--- begin ---
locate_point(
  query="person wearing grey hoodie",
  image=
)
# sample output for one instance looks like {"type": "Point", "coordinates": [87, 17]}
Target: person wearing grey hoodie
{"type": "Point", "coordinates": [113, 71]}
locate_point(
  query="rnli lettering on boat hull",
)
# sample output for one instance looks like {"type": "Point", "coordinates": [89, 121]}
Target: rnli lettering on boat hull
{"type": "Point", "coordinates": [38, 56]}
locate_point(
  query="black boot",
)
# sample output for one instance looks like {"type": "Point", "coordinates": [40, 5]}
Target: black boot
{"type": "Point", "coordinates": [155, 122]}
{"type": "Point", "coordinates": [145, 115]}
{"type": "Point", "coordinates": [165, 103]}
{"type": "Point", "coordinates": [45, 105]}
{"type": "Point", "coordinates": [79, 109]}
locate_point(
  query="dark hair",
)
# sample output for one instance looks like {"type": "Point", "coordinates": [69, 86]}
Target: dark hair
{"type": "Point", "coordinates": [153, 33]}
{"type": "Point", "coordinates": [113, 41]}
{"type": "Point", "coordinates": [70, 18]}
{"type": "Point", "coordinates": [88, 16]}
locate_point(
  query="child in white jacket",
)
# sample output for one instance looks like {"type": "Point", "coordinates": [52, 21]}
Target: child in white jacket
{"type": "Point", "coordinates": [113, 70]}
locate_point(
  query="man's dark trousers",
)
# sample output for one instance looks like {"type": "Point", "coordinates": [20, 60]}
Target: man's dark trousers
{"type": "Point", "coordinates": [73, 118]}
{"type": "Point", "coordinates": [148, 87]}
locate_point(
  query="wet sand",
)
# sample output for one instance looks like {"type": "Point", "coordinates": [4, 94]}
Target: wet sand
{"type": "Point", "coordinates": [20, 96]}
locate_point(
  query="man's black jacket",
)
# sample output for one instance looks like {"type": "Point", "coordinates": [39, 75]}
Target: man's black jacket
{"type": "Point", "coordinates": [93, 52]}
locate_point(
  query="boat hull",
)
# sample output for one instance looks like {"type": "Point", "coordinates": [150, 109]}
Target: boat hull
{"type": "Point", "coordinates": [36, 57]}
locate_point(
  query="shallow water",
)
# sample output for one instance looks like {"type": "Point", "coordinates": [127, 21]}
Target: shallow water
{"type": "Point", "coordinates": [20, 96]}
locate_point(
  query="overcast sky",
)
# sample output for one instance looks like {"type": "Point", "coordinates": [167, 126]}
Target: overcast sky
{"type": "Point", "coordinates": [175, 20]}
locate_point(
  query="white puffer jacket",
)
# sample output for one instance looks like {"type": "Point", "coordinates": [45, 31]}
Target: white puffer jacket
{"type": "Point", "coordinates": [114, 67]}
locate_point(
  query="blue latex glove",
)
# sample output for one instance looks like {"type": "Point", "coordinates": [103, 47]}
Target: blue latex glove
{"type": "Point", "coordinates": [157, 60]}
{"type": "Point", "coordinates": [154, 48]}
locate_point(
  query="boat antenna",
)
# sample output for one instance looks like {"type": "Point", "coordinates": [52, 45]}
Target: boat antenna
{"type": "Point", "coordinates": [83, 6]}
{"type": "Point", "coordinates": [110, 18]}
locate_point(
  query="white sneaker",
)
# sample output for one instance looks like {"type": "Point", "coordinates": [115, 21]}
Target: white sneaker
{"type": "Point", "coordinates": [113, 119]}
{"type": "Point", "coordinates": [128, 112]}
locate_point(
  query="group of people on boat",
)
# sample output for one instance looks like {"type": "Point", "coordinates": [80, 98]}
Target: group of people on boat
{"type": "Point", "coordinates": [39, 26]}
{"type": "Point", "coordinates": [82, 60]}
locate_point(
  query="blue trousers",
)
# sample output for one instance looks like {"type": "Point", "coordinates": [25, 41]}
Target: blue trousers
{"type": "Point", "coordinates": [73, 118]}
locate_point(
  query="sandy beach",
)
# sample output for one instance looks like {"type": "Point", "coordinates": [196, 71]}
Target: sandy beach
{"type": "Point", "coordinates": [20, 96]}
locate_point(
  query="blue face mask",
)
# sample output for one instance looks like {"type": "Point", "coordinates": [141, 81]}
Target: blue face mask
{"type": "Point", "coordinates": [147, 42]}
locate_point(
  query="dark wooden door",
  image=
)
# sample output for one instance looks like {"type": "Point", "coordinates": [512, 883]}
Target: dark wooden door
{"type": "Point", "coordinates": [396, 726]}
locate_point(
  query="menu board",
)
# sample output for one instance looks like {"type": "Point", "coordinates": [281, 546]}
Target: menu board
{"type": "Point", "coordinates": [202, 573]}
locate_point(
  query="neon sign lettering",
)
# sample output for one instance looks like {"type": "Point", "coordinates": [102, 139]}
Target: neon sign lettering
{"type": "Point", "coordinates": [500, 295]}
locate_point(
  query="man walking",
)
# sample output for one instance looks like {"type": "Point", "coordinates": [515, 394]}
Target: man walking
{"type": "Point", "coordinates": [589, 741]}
--- end ---
» Your instructions: Transcribe every record above exactly as it appears.

» Reply to the exercise:
locate_point(
  query="person wearing grey hoodie",
  image=
)
# sample output for one instance looks like {"type": "Point", "coordinates": [87, 17]}
Target: person wearing grey hoodie
{"type": "Point", "coordinates": [113, 71]}
locate_point(
  query="rnli lettering on boat hull",
)
# sample output for one instance looks like {"type": "Point", "coordinates": [89, 121]}
Target: rnli lettering on boat hull
{"type": "Point", "coordinates": [38, 56]}
locate_point(
  query="black boot",
)
# sample output for one instance looks like {"type": "Point", "coordinates": [40, 5]}
Target: black boot
{"type": "Point", "coordinates": [155, 122]}
{"type": "Point", "coordinates": [145, 115]}
{"type": "Point", "coordinates": [165, 103]}
{"type": "Point", "coordinates": [45, 105]}
{"type": "Point", "coordinates": [79, 109]}
locate_point(
  query="dark hair",
)
# sample output for one instance looks like {"type": "Point", "coordinates": [69, 86]}
Target: dark hair
{"type": "Point", "coordinates": [153, 33]}
{"type": "Point", "coordinates": [113, 41]}
{"type": "Point", "coordinates": [70, 18]}
{"type": "Point", "coordinates": [88, 16]}
locate_point(
  query="child in white jacket",
)
# sample output for one instance looks like {"type": "Point", "coordinates": [52, 21]}
Target: child in white jacket
{"type": "Point", "coordinates": [113, 70]}
locate_point(
  query="man's dark trousers",
)
# sample output for one instance looks like {"type": "Point", "coordinates": [20, 60]}
Target: man's dark trousers
{"type": "Point", "coordinates": [73, 118]}
{"type": "Point", "coordinates": [148, 87]}
locate_point(
  query="wet sand",
)
# sample output for one instance looks like {"type": "Point", "coordinates": [4, 94]}
Target: wet sand
{"type": "Point", "coordinates": [20, 96]}
locate_point(
  query="man's black jacket",
)
# sample output for one instance looks like {"type": "Point", "coordinates": [39, 75]}
Target: man's black jacket
{"type": "Point", "coordinates": [93, 52]}
locate_point(
  query="boat hull",
)
# sample output for one instance looks like {"type": "Point", "coordinates": [150, 109]}
Target: boat hull
{"type": "Point", "coordinates": [36, 57]}
locate_point(
  query="shallow water",
)
# sample output for one instance looks like {"type": "Point", "coordinates": [127, 21]}
Target: shallow water
{"type": "Point", "coordinates": [20, 96]}
locate_point(
  query="overcast sky",
)
# sample output for one instance looks like {"type": "Point", "coordinates": [167, 126]}
Target: overcast sky
{"type": "Point", "coordinates": [175, 20]}
locate_point(
  query="white puffer jacket",
)
# sample output for one instance looks like {"type": "Point", "coordinates": [45, 31]}
Target: white puffer jacket
{"type": "Point", "coordinates": [114, 67]}
locate_point(
  query="blue latex glove",
)
# sample output for one instance looks like {"type": "Point", "coordinates": [103, 47]}
Target: blue latex glove
{"type": "Point", "coordinates": [157, 60]}
{"type": "Point", "coordinates": [154, 48]}
locate_point(
  query="boat antenna",
)
# sample output for one instance looks like {"type": "Point", "coordinates": [52, 45]}
Target: boat antenna
{"type": "Point", "coordinates": [83, 6]}
{"type": "Point", "coordinates": [110, 18]}
locate_point(
  query="white sneaker",
)
# sample output for one instance looks like {"type": "Point", "coordinates": [115, 21]}
Target: white sneaker
{"type": "Point", "coordinates": [113, 119]}
{"type": "Point", "coordinates": [128, 112]}
locate_point(
  query="group of people on boat",
)
# sample output for one instance looks like {"type": "Point", "coordinates": [80, 98]}
Target: group of people on boat
{"type": "Point", "coordinates": [39, 26]}
{"type": "Point", "coordinates": [82, 60]}
locate_point(
  query="blue trousers",
)
# sample output for one instance looks like {"type": "Point", "coordinates": [25, 41]}
Target: blue trousers
{"type": "Point", "coordinates": [73, 118]}
locate_point(
  query="sandy beach",
)
# sample output for one instance looks like {"type": "Point", "coordinates": [196, 71]}
Target: sandy beach
{"type": "Point", "coordinates": [20, 96]}
locate_point(
  query="blue face mask",
)
# sample output for one instance looks like {"type": "Point", "coordinates": [141, 81]}
Target: blue face mask
{"type": "Point", "coordinates": [147, 42]}
locate_point(
  query="dark wooden door",
  image=
)
# sample output for one instance looks like {"type": "Point", "coordinates": [512, 883]}
Target: dark wooden door
{"type": "Point", "coordinates": [396, 726]}
locate_point(
  query="menu board",
)
# sample output for one instance looks like {"type": "Point", "coordinates": [281, 546]}
Target: menu board
{"type": "Point", "coordinates": [202, 573]}
locate_point(
  query="neon sign lettering",
)
# sample output for one instance looks like {"type": "Point", "coordinates": [102, 139]}
Target: neon sign lettering
{"type": "Point", "coordinates": [500, 295]}
locate_point(
  query="man walking",
)
# sample output for one instance looks like {"type": "Point", "coordinates": [515, 394]}
Target: man walking
{"type": "Point", "coordinates": [589, 741]}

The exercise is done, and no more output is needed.